### WHAT IS NEEDED
Recast these lines as a Markdown table with the columns Row and Text, giving each line its row number and leaving out any blank lines.
═══ RECORDS PROVIDED
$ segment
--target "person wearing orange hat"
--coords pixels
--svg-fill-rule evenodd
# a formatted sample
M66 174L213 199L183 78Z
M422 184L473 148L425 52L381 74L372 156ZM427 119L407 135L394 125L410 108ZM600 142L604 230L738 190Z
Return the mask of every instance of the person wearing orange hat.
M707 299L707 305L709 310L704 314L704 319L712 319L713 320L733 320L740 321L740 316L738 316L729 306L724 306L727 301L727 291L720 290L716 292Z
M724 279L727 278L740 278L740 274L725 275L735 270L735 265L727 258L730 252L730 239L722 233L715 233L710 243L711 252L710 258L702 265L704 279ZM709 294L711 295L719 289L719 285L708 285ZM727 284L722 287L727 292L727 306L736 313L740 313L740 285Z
══════
### THE RESPONSE
| Row | Text |
|---|---|
| 1 | $ segment |
| 2 | --target "person wearing orange hat" |
| 3 | --coords pixels |
| 4 | --svg-fill-rule evenodd |
| 5 | # a formatted sample |
| 6 | M66 174L213 199L183 78Z |
| 7 | M422 184L473 148L425 52L381 74L372 156ZM427 119L407 135L394 125L410 108ZM600 142L604 230L738 190Z |
| 8 | Return the mask of every instance of the person wearing orange hat. |
| 9 | M707 299L707 305L709 310L704 314L704 319L712 319L713 320L733 320L740 321L740 316L738 316L729 306L724 306L727 301L727 291L720 290L716 292Z |
| 10 | M724 279L727 278L740 278L740 274L725 275L735 270L735 265L727 258L730 252L730 239L722 233L715 233L710 243L711 252L710 258L702 265L704 279ZM709 294L711 295L719 289L719 285L708 285ZM727 284L722 287L727 292L727 306L736 313L740 313L740 285Z |